BEGIN Extracted entries

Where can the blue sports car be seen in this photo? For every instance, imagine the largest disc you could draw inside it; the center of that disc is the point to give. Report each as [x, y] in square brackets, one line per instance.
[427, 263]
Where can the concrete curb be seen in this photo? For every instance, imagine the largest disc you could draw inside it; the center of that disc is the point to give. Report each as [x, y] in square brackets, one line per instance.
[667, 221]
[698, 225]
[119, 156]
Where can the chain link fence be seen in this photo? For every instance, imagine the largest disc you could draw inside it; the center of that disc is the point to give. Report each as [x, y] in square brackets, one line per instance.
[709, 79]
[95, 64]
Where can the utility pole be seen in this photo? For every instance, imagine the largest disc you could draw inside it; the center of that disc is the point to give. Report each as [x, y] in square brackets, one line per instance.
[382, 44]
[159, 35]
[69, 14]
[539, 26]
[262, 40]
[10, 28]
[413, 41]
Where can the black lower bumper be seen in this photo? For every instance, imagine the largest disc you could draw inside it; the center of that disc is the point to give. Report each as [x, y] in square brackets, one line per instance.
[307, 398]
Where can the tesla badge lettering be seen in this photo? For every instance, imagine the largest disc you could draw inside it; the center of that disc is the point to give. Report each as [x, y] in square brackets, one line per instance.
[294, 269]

END Extracted entries

Every line of the data above is to be repeated exactly.

**Result of this task:**
Where can the blue sports car be seen in this photo? For every instance, imagine the largest disc you could draw inside it; the center of that disc is the point to give. Report each as [x, y] in square brackets, one line per instance.
[427, 263]
Where can the concrete curb be seen in this photo? For every instance, imagine the largest disc you could draw inside it; the center of that disc is the point to give. Report each as [x, y] in square brackets, one line per instance.
[667, 221]
[698, 225]
[119, 156]
Where can the chain link fence be seen in this photo? For every instance, imagine the largest disc you could draw inside it; the center of that disc is the point to give. Report each as [x, y] in square brackets, one line per instance.
[709, 79]
[95, 64]
Where can the utility pole be seen in this photo? For every instance, imagine the largest disc you could draw inside it; the center of that disc is the point to give. Report each as [x, y] in square brackets, one line per instance.
[382, 44]
[159, 35]
[69, 14]
[539, 26]
[262, 40]
[10, 28]
[413, 41]
Where can the black lower bumper be seen in this photo? For every instance, imagine the largest disc you could draw inside it; the center of that disc is the point to give. Report each as [x, y] in square brackets, one line per instance.
[307, 398]
Where can the tesla badge lettering be seen in this photo? For every instance, imagine the largest disc you could draw inside it; the center of that disc is the point to give. Report each as [x, y] in square brackets, one line per instance.
[294, 269]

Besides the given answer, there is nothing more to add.